[Extracted rows]
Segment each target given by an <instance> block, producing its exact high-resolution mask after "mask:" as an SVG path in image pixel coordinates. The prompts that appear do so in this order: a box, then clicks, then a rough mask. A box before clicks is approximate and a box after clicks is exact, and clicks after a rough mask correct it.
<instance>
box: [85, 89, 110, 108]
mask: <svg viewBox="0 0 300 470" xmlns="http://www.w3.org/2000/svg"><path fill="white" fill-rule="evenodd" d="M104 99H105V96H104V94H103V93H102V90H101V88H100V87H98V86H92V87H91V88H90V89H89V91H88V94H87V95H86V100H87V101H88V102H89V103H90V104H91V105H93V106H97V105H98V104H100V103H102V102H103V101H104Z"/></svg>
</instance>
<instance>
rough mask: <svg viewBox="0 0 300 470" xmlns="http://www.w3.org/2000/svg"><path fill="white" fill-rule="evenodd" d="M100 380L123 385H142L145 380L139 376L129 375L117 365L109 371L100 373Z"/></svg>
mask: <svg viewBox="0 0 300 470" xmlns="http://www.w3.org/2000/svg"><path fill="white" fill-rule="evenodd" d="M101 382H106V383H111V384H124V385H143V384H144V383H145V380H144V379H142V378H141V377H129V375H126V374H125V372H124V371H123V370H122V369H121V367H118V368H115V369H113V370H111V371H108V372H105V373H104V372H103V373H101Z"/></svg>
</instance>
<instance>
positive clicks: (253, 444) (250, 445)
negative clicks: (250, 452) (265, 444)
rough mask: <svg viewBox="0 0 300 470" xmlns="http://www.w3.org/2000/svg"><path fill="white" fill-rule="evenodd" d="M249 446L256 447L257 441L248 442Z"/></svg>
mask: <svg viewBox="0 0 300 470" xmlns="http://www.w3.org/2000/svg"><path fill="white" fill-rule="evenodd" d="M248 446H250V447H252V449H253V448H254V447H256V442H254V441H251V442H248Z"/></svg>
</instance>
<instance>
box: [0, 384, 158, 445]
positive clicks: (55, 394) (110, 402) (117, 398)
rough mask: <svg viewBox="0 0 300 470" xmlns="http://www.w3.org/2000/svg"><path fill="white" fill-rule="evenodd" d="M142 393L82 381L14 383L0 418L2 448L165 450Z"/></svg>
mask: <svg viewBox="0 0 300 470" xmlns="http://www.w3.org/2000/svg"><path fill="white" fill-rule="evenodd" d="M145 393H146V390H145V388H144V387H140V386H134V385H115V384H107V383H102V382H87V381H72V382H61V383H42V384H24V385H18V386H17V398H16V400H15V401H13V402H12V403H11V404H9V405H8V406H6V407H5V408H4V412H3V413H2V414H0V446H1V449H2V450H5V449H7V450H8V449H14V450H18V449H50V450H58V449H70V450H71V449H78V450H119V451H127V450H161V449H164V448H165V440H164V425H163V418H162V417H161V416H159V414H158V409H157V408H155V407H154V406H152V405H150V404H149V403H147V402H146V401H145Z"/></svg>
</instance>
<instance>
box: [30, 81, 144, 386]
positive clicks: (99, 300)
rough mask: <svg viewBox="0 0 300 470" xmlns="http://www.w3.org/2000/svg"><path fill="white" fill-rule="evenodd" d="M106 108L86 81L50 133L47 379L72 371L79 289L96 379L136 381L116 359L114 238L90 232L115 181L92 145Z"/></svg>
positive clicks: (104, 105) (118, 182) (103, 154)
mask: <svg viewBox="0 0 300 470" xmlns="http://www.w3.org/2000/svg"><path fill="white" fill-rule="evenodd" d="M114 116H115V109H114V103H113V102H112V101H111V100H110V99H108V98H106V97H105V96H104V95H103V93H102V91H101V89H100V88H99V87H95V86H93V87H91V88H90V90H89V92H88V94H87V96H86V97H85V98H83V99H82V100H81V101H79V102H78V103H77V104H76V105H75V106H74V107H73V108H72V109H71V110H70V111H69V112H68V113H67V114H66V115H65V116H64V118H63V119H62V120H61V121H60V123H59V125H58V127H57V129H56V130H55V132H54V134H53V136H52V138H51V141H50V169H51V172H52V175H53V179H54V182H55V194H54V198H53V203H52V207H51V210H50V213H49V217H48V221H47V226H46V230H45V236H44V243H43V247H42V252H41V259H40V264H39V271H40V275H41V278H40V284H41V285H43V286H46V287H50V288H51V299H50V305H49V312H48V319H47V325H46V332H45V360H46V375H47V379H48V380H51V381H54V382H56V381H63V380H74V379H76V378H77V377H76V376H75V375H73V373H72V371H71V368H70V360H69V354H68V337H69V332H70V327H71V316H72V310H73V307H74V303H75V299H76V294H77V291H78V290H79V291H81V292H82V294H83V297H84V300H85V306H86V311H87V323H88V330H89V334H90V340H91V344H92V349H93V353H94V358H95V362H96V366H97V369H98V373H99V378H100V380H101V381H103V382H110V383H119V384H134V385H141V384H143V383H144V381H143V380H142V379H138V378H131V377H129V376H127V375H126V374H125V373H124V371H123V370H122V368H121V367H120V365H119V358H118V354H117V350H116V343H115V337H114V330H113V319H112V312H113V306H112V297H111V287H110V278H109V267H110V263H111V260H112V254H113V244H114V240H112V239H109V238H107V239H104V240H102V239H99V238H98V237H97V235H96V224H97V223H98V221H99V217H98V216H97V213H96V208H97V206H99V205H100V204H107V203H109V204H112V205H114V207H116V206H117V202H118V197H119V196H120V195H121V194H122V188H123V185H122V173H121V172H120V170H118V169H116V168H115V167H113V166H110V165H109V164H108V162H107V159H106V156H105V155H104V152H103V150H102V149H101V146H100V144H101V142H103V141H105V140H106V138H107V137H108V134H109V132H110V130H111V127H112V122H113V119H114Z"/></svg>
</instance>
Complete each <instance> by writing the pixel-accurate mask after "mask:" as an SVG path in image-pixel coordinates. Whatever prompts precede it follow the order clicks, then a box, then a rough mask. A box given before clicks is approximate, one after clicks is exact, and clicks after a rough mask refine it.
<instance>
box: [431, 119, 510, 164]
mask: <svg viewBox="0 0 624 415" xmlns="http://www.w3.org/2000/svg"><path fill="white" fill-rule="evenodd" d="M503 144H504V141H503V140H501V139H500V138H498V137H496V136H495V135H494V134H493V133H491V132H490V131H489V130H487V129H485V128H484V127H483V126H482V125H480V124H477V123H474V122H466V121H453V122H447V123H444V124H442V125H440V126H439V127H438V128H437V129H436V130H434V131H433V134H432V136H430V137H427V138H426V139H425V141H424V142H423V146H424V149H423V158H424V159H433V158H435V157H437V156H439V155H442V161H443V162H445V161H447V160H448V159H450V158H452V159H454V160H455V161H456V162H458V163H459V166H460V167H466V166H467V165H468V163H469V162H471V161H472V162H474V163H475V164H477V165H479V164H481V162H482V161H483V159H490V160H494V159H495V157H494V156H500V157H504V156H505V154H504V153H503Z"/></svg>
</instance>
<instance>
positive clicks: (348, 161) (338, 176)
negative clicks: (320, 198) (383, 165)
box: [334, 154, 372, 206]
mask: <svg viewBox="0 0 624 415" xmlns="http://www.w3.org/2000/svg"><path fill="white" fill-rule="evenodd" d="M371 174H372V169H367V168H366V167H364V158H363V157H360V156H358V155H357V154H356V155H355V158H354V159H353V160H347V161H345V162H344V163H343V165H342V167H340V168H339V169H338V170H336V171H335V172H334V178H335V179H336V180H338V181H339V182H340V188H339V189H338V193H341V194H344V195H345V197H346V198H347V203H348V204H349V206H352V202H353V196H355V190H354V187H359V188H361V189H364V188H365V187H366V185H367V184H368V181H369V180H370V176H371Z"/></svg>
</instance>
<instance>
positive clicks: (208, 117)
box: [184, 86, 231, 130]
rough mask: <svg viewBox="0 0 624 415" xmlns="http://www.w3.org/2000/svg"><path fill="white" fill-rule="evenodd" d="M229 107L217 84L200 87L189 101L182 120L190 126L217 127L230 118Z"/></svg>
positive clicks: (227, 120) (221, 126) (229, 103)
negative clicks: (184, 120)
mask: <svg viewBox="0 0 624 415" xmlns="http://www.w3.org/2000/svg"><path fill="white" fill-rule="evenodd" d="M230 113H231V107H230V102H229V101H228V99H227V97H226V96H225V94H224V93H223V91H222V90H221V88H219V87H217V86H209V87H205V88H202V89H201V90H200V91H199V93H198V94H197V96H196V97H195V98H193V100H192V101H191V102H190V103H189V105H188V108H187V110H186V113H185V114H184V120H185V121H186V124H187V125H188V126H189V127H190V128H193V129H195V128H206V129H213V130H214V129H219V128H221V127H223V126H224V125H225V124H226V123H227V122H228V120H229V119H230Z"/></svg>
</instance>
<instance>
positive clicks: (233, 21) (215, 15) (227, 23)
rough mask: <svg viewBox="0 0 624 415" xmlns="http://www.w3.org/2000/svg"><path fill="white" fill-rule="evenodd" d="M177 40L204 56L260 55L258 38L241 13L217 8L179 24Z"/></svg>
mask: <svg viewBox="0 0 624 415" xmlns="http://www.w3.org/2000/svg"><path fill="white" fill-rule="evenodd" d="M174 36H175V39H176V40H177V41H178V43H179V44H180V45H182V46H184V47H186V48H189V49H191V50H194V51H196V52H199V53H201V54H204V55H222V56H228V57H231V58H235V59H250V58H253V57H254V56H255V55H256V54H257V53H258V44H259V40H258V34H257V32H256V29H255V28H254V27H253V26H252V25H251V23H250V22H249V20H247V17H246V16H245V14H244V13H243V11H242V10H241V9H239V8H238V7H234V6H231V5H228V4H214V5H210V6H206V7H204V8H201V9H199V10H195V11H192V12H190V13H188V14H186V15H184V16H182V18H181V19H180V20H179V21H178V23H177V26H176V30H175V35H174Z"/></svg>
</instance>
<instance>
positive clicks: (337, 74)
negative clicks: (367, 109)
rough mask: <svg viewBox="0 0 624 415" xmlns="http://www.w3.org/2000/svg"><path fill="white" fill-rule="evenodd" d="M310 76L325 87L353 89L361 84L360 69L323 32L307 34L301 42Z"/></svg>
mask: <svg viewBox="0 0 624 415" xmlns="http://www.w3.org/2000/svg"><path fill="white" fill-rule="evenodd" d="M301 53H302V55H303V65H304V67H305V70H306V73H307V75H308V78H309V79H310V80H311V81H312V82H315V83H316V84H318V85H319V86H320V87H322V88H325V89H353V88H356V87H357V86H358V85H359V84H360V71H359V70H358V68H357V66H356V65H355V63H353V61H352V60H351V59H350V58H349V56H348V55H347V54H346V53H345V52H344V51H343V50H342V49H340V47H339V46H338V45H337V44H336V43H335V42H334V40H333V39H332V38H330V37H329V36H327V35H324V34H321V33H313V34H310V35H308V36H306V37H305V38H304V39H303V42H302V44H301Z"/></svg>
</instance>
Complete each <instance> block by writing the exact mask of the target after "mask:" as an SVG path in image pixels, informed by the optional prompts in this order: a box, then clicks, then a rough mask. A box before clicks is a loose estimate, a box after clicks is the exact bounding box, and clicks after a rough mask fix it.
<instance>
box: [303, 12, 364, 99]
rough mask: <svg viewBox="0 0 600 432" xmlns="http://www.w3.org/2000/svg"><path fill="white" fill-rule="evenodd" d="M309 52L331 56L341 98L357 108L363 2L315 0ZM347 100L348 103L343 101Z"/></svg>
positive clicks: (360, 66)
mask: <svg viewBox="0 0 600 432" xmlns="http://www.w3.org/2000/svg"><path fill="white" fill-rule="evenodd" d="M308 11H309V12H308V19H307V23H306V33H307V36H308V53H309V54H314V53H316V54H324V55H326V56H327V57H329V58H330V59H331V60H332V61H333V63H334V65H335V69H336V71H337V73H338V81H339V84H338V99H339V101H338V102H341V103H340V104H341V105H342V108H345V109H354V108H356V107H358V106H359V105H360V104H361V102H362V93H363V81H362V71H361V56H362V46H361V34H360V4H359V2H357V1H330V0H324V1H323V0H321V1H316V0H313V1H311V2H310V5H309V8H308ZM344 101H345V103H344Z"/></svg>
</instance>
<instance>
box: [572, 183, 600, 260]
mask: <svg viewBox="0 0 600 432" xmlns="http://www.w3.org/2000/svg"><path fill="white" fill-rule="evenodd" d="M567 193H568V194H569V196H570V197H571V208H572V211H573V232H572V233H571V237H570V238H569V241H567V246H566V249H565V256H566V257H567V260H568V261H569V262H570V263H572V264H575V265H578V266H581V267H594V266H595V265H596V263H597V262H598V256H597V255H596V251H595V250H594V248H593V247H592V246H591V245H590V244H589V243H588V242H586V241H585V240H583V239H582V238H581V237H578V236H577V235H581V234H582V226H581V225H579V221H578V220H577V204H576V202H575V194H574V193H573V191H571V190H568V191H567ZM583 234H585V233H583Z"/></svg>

**WHAT TO WORK ON**
Output the rows again without any change, beginning with the first line of the rows and ending after the line that contains "box: [85, 89, 110, 108]".

**RESPONSE TO THE TASK**
Segment each target given by an <instance> block, producing its exact high-resolution mask after "mask:" as an SVG path in image pixel coordinates. The prompts that appear do so in this order: a box, then clicks, then a rough mask. A box before clicks is approximate and a box after clicks is exact, and clicks after a rough mask correct it.
<instance>
box: [85, 89, 110, 108]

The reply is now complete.